From my experience, when an elderly person dies, unless there is some specific reason, authorities rarely look beyond death due to natural causes. Coming from someone who works in facilities where body bags are a regular occurrence, it would not surprise me if many covid deaths were missed along the way. That, and we now know that covid was in North America long before the masses were being informed, and we also now know that some deaths that early on were not attributed to covid, have now been proven to have been exactly that. So dates and timelines are constantly getting moved back. I suspect that a LOT got missed along the way.
I don't believe that anyone feels that covid was already widely around in November or December of last year. If it was, the places where I work would have been wiped out, even worse than they are now. It may have been present on NA soil, that I do believe, but most likely in very small isolated pockets. My wife is convinced I had it back in mid-late December 2019, so waiting to see what possible antibody test says, if I am able to get one. Then again, nothing saying that I would still have active antibodies, several months later - but here's to hoping!
See previous posts regarding your theory.
Where I work the term "outbreak" is common place, we have seasonal influenza outbreaks, along with norovirus outbreaks. But last fall/winter was no different than any other, across the board. I work in several different senior health care facilities on a regular basis, located in different towns & cities. I am also part of a provincial organization, which covers many other cities, including one that has been the hardest hit since covid landed here in my province. Last fall/winter the overall number of deaths from the "flu", were typical, nothing out of the norm. I suspect that you will find the same across most parts of North America.
Where I work, the residents are undeniably the most vulnerable group of people on the planet. In my country I believe the last number I read was 84% of the covid related deaths, were in the buildings where I work, nursing homes, care facilities for the elderly.
So if your theory was correct, across NA, these senior care facilities would have seen a DRASTIC jump in numbers of illness & death, last fall/winter. Yet they did not. In fact for our buildings, we had far less deaths in the fall/winter of 2019/2020, than the previous year.

━━━━━━━━━━━━━━━━━━━━━━━━━━━━━━

### Set of tasks
1. Translate into Spanish this sentence from the passage on covid deaths in senior care: "I work in several different senior health care facilities on a regular basis, located in different towns & cities."
2. Reproduce verbatim the part of the passage on covid deaths in senior care starting at "So if your theory" and ending at "the previous year.".

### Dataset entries
━━━━━━━━━━━━━━━━━━━━━━━━━━━━━━

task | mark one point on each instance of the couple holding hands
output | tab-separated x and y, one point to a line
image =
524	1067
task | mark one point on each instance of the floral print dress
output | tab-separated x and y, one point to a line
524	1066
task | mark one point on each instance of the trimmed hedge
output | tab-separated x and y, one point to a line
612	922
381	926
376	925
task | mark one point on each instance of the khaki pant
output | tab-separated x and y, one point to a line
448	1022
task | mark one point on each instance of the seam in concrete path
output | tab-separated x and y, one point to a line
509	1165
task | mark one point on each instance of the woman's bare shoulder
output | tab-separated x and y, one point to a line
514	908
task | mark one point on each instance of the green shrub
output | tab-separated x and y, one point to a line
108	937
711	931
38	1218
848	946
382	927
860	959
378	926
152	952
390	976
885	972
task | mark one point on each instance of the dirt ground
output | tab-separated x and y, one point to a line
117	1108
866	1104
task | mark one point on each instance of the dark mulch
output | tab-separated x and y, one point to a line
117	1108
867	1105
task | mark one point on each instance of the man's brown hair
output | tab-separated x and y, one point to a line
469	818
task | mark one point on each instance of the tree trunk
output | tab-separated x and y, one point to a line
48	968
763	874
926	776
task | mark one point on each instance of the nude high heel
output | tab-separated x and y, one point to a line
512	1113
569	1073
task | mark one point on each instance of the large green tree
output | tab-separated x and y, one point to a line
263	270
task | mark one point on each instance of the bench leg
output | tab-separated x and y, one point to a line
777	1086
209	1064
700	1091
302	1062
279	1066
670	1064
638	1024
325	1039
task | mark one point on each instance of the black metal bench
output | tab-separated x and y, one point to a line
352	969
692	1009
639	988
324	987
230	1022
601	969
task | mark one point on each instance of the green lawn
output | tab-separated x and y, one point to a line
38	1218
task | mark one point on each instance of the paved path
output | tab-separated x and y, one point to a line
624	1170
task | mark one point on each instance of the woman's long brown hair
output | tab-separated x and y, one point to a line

━━━━━━━━━━━━━━━━━━━━━━━━━━━━━━

### Answers
1. Trabajo con regularidad en varios centros de atención sanitaria para personas mayores, ubicados en distintos pueblos y ciudades.

2.
So if your theory was correct, across NA, these senior care facilities would have seen a DRASTIC jump in numbers of illness & death, last fall/winter. Yet they did not. In fact for our buildings, we had far less deaths in the fall/winter of 2019/2020, than the previous year.